┌─ MATERIAL TO PROCESS

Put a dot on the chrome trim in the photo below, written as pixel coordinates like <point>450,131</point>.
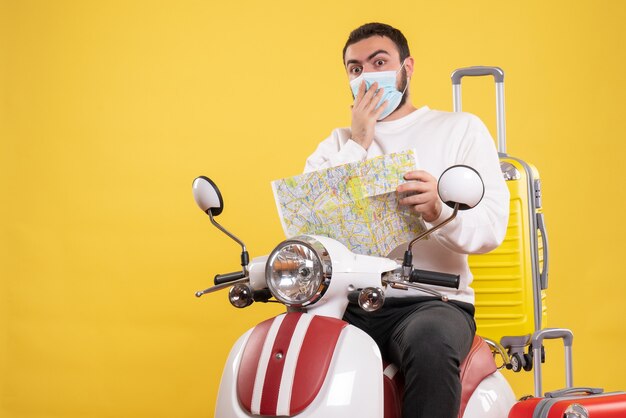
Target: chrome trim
<point>322,254</point>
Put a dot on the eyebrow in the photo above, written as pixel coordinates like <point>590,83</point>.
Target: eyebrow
<point>372,55</point>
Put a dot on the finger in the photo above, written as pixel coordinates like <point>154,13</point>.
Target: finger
<point>415,187</point>
<point>419,175</point>
<point>375,99</point>
<point>416,199</point>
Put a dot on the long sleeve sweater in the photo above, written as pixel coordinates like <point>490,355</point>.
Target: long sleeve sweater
<point>441,139</point>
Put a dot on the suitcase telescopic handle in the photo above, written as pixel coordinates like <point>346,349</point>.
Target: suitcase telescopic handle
<point>537,342</point>
<point>479,71</point>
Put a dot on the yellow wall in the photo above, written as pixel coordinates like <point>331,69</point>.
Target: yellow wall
<point>109,109</point>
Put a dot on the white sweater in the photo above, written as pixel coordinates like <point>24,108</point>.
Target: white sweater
<point>441,139</point>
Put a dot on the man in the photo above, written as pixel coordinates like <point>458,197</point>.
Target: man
<point>426,337</point>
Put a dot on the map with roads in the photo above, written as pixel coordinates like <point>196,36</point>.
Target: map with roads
<point>355,203</point>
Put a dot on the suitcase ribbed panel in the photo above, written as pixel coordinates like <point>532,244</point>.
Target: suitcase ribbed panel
<point>504,278</point>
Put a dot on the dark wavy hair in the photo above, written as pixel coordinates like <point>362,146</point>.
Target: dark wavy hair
<point>379,29</point>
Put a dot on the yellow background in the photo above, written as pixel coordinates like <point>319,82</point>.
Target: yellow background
<point>109,109</point>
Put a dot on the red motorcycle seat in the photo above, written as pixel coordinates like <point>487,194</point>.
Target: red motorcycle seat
<point>292,349</point>
<point>478,364</point>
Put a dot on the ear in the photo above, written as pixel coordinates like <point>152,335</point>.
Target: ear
<point>408,64</point>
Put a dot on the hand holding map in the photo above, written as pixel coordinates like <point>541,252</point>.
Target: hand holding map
<point>355,204</point>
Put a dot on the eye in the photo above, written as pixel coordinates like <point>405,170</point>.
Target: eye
<point>355,70</point>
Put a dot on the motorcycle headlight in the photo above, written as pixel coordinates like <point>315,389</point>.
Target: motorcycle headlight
<point>298,271</point>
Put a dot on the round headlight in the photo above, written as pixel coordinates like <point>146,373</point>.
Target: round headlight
<point>298,271</point>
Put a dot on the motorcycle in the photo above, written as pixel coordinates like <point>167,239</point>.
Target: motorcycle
<point>308,362</point>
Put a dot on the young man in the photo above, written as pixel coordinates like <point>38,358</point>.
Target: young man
<point>426,337</point>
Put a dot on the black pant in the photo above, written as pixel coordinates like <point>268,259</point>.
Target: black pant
<point>428,339</point>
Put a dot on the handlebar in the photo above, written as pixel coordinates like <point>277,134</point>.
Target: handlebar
<point>435,278</point>
<point>228,277</point>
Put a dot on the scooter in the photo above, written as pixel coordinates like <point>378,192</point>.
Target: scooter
<point>308,362</point>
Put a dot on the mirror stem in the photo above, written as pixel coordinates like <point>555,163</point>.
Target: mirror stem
<point>407,264</point>
<point>433,229</point>
<point>245,258</point>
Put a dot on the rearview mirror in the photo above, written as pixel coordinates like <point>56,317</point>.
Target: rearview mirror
<point>207,195</point>
<point>461,184</point>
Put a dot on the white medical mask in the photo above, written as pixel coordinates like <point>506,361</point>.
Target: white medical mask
<point>386,80</point>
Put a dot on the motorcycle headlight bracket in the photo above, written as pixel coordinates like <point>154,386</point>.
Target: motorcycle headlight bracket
<point>298,271</point>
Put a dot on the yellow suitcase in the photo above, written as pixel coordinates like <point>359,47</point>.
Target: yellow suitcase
<point>510,282</point>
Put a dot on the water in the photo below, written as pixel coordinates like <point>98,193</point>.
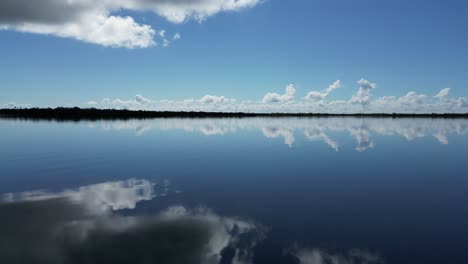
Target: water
<point>289,190</point>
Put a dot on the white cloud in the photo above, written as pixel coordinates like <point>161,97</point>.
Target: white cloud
<point>443,94</point>
<point>363,96</point>
<point>412,99</point>
<point>78,217</point>
<point>319,134</point>
<point>274,132</point>
<point>317,96</point>
<point>142,100</point>
<point>280,98</point>
<point>411,102</point>
<point>95,21</point>
<point>212,99</point>
<point>10,105</point>
<point>98,198</point>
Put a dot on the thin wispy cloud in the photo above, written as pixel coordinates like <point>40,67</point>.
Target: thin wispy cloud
<point>313,102</point>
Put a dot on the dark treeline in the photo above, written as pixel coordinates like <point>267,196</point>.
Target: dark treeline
<point>76,113</point>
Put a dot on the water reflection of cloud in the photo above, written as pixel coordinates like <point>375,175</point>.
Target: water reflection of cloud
<point>319,134</point>
<point>313,128</point>
<point>84,226</point>
<point>318,256</point>
<point>275,132</point>
<point>100,197</point>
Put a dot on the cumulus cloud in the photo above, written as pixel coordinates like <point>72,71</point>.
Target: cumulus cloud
<point>81,226</point>
<point>313,129</point>
<point>319,134</point>
<point>142,100</point>
<point>288,96</point>
<point>213,99</point>
<point>363,96</point>
<point>96,21</point>
<point>274,132</point>
<point>443,94</point>
<point>317,96</point>
<point>411,102</point>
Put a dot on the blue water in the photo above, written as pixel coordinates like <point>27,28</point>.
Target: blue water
<point>257,190</point>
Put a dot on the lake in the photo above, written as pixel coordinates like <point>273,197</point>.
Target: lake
<point>252,190</point>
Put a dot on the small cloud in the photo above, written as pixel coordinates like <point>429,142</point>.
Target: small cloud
<point>363,96</point>
<point>288,96</point>
<point>412,98</point>
<point>318,96</point>
<point>212,99</point>
<point>443,94</point>
<point>11,105</point>
<point>142,100</point>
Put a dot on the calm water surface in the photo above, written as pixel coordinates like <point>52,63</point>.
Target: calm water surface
<point>289,190</point>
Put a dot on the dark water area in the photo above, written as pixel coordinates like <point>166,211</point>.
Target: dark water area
<point>251,190</point>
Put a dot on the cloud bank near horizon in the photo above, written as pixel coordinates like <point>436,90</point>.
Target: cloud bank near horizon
<point>289,102</point>
<point>99,22</point>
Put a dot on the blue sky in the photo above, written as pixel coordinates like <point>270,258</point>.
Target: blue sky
<point>242,52</point>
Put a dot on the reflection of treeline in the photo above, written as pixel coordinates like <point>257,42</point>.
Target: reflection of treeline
<point>76,113</point>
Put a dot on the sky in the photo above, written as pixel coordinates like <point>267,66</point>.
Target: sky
<point>236,55</point>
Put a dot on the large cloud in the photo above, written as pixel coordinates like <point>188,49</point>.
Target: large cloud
<point>59,228</point>
<point>96,22</point>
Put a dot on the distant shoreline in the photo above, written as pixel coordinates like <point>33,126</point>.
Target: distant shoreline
<point>77,114</point>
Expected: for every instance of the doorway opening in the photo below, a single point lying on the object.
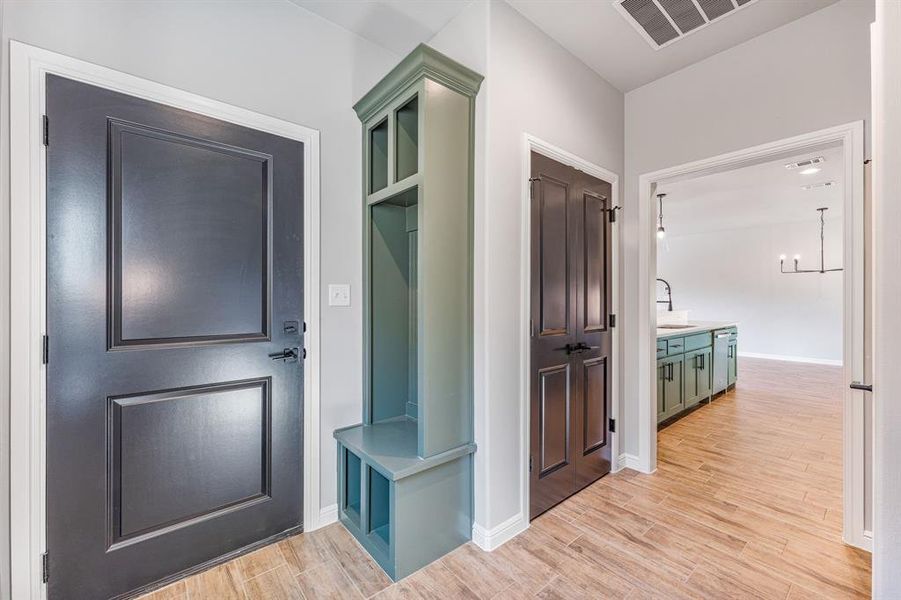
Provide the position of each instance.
(756, 318)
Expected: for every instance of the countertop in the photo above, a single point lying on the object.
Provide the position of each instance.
(694, 327)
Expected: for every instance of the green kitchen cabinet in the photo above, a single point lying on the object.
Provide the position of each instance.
(670, 389)
(405, 472)
(698, 376)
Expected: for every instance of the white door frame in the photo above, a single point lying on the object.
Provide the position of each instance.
(534, 144)
(850, 137)
(28, 69)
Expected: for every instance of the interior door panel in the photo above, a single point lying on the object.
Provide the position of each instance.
(570, 338)
(174, 257)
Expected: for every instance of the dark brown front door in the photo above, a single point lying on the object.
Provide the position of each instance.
(174, 271)
(571, 340)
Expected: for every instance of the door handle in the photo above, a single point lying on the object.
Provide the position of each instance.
(286, 355)
(578, 347)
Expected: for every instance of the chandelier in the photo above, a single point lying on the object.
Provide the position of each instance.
(797, 257)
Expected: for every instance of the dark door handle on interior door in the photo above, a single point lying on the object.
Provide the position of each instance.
(286, 355)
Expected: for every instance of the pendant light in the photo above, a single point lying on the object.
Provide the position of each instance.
(797, 257)
(661, 232)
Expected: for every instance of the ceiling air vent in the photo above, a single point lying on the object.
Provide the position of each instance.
(807, 162)
(816, 186)
(662, 22)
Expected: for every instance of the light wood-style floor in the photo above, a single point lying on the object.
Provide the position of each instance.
(746, 503)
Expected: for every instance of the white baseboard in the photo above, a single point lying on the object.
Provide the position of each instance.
(491, 539)
(327, 516)
(803, 359)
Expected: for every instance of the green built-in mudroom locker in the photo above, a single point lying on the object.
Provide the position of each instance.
(405, 473)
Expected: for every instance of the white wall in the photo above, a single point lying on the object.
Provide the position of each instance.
(533, 86)
(270, 57)
(887, 290)
(733, 275)
(807, 75)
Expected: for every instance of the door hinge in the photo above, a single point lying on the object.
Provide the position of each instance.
(612, 213)
(532, 187)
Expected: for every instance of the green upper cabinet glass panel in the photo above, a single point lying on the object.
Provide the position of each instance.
(406, 141)
(378, 157)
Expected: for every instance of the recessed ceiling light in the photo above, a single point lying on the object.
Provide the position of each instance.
(814, 186)
(803, 164)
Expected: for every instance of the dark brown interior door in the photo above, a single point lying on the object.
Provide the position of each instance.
(174, 271)
(571, 341)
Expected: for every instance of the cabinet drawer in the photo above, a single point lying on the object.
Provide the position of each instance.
(699, 340)
(661, 348)
(675, 346)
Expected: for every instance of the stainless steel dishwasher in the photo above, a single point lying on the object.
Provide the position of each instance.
(720, 360)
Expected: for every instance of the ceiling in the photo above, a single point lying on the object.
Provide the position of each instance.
(398, 25)
(756, 195)
(593, 30)
(598, 35)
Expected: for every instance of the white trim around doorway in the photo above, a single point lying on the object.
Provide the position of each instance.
(534, 144)
(850, 137)
(28, 69)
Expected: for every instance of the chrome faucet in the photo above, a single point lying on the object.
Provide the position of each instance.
(669, 293)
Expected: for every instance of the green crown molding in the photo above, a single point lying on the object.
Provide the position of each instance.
(423, 61)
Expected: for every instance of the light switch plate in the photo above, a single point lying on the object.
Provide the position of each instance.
(339, 294)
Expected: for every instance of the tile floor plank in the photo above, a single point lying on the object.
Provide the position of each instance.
(746, 503)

└─

Set out the rows from the very first line through the line containing "<point>322,254</point>", both included, as a Markdown table with the columns Line No. and Line Text, skipping blank lines and leaving out the pictures.

RESULT OF THIS TASK →
| Line No. | Line Text |
|---|---|
| 1 | Put a dot on the chrome trim in the photo below, written as pixel coordinates like <point>450,131</point>. |
| 2 | Target: chrome trim |
| 3 | <point>322,254</point> |